[Coordinate annotation entries]
________________________________________

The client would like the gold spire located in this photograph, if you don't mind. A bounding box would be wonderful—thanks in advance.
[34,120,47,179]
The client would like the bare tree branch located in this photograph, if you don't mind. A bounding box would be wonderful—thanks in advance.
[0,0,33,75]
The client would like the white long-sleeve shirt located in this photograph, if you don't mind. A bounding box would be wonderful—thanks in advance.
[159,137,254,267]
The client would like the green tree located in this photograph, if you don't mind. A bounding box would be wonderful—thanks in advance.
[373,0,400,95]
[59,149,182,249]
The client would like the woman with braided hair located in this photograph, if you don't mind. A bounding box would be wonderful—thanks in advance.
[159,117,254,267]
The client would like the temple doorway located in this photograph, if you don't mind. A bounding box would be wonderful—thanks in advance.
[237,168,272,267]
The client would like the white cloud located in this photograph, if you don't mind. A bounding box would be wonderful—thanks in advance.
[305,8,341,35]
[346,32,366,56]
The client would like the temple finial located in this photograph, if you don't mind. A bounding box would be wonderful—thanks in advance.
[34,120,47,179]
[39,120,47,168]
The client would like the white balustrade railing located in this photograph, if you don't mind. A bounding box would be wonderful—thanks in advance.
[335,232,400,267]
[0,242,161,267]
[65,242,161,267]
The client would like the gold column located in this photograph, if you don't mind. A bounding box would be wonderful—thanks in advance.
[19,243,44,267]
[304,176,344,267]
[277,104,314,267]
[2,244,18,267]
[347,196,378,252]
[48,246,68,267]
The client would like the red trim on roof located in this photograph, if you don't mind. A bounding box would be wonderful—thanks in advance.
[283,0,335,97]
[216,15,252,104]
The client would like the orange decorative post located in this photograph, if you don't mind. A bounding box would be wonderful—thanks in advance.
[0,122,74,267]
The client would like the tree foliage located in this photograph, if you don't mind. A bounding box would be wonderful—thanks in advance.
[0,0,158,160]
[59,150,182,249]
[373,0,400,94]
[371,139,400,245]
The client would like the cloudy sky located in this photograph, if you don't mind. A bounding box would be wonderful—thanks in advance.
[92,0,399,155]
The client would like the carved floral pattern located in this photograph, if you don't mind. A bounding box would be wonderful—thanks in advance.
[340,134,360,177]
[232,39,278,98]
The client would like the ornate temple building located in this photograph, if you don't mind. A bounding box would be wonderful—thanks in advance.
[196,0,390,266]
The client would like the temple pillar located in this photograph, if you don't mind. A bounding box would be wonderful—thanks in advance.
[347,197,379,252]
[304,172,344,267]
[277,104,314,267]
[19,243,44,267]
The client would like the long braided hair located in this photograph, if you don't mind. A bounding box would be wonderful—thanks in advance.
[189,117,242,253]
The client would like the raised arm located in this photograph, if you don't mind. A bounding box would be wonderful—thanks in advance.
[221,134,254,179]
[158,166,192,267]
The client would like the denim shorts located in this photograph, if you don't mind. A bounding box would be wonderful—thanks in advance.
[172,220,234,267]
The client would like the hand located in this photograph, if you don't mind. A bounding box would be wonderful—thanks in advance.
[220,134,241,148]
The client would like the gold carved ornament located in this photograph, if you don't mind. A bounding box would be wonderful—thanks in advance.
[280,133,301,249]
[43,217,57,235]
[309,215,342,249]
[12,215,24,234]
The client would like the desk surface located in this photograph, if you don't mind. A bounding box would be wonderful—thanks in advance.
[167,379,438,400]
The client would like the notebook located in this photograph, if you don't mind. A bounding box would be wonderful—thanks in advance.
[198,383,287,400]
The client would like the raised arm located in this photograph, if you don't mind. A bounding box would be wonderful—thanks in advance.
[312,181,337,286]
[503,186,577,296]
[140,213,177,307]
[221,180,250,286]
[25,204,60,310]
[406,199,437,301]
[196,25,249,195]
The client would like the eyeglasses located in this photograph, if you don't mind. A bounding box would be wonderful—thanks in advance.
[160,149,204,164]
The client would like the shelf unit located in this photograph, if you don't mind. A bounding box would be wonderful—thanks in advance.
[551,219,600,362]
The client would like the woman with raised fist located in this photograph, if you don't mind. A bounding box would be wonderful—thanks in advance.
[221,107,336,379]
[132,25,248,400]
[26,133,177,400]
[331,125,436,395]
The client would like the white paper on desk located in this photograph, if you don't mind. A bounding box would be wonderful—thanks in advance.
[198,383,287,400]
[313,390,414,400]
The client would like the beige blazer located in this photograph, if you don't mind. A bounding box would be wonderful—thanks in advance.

________________________________________

§ TASK BRIEF: Format every one of the records above as a numbered list, leaving out any blank lines.

§ THE RESPONSE:
1. The client would like the gold spire located in this photograph, if you don't mind. A bounding box would be wonderful—thanks in advance.
2. [34,120,47,179]
3. The client would like the bare tree branch located in this photograph, if you don't mind. A bounding box would be wonderful—thanks in advance.
4. [0,0,33,75]
5. The client would like the white long-sleeve shirt located in this photograph, if you don't mind. A bounding box would be wonderful—thanks in advance.
6. [159,137,254,267]
7. The client would like the green tree located in this photograph, if you don't mind. A bounding box would be wonderful—thanks in advance.
8. [373,0,400,95]
9. [59,149,182,249]
10. The client would like the woman with braided hair located in this photograph, if you don't mind. A bounding box would be wonderful—thanks in advance.
11. [159,117,254,267]
12. The client would like the temple doorway located in this photograph, if you don't mind. A bounding box would be wonderful—thanks in advance.
13. [237,168,272,267]
14. The client would like the white cloud located in this photograph, if you don't mind. A bounding box would be wonderful—thanks in advance.
15. [305,8,341,35]
16. [346,32,366,56]
17. The client would like the temple finial located in this photograph, if you don't mind. A bounding box would be wonderful—thanks in advance.
18. [34,120,47,179]
19. [39,120,47,168]
20. The client would like the white balustrade railing located in this photograph, if you don't mind. A bounding box would be wonderful—thanks in advance.
21. [335,232,400,267]
22. [0,242,161,267]
23. [65,242,161,267]
24. The client would like the gold column located in this photograph, if you don't mind. A bounding box would be wonderful—thanks in advance.
25. [19,243,44,267]
26. [304,176,344,267]
27. [277,104,314,267]
28. [2,244,18,267]
29. [347,196,378,252]
30. [48,246,68,267]
31. The client would like the red trim on roof located in this photograph, if you don't mind. A bounding box would be wonderful—thanks in advance.
32. [283,0,335,97]
33. [216,15,252,104]
34. The client would like the orange decorative post located in this photograph, if you don't mind. A bounding box would be wonderful—thanks in advance.
35. [0,122,74,267]
36. The client would like the tree foliage located in this photograph, if you don't mind. A bounding box would be wonderful—thanks in advance.
37. [0,0,158,160]
38. [59,150,182,249]
39. [373,0,400,94]
40. [371,139,400,245]
41. The client would like the cloudy sky located in this photograph, if you don't mind. A bounding box would be wonderful—thanks in advance.
42. [92,0,399,155]
43. The client would like the carved floral pattern located in this photograph, if you don't mind. A bounding box would be wonderful—thanks in advance.
44. [340,134,360,177]
45. [232,39,278,98]
46. The client would like the ornate temple building located in this photograph, if you don't mind. A bounding box would be wonderful—thanks in advance.
47. [196,0,390,266]
48. The client would like the temple pillar located in this photograph, if you don't mind. A bounding box would be wonderful—thanks in advance.
49. [347,197,379,252]
50. [304,172,344,267]
51. [277,104,314,267]
52. [19,243,44,267]
53. The client would like the long braided hair located in this photograph, if you don't mind. A bounding box would be wonderful—thanks in advance.
54. [189,117,242,253]
55. The client would like the raised arm located in this photograph, if you don't mind. A bounding box would be wonderful—thanks in advance.
56. [221,134,254,179]
57. [158,166,192,267]
58. The client would like the denim shorts located in this photograph, if you don't mind. A bounding box would be wonderful—thanks in advance.
59. [172,220,234,267]
60. The client would like the hand located in this photograph, if you don't mind. A bounding box would be wonderful—thanks in advance.
61. [220,134,241,148]
62. The client would like the gold carved ornament located in this photograph, if you don't mind. A bounding box would be wonderful—thanks in advance.
63. [280,133,301,249]
64. [43,217,57,235]
65. [309,215,342,249]
66. [12,215,24,234]
67. The client would like the desk surface located in this photograph, if you don't mind. A bounding box would be wonderful—thanks in advance.
68. [167,379,438,400]
69. The client would like the notebook located in this photograph, if you don't mind. A bounding box would be wonderful—thanks in advance.
70. [198,383,287,400]
71. The client would like the raised arm located in this photograph, if you don't mind. A bounding box would be wonderful—thanks in advance.
72. [312,181,337,286]
73. [503,186,577,296]
74. [140,213,177,307]
75. [221,180,250,286]
76. [25,204,60,310]
77. [406,199,437,301]
78. [196,25,249,195]
79. The client would like the eyeglasses located in this photograph, if you don't mind. A bounding box would be wonderful—thanks in advance.
80. [160,149,204,164]
81. The client would like the shelf unit located in this photograph, if you don't mind. A bounding box would be wonderful—thanks in advance.
82. [551,219,600,362]
83. The client would like the woman with raised fist located in this photograph, if you don't mind. A bounding box would be wonderful—thanks in advance.
84. [221,107,336,379]
85. [132,25,248,400]
86. [26,133,177,400]
87. [331,125,436,395]
88. The client would like the white paper on desk located in this photograph, if you don't mind. A bounding box would be wonderful—thanks in advance.
89. [198,383,287,400]
90. [313,390,414,400]
91. The client would like the beige blazer located in this photograph, if you don't mind. A bounding box would be wonderful—thanks in advance.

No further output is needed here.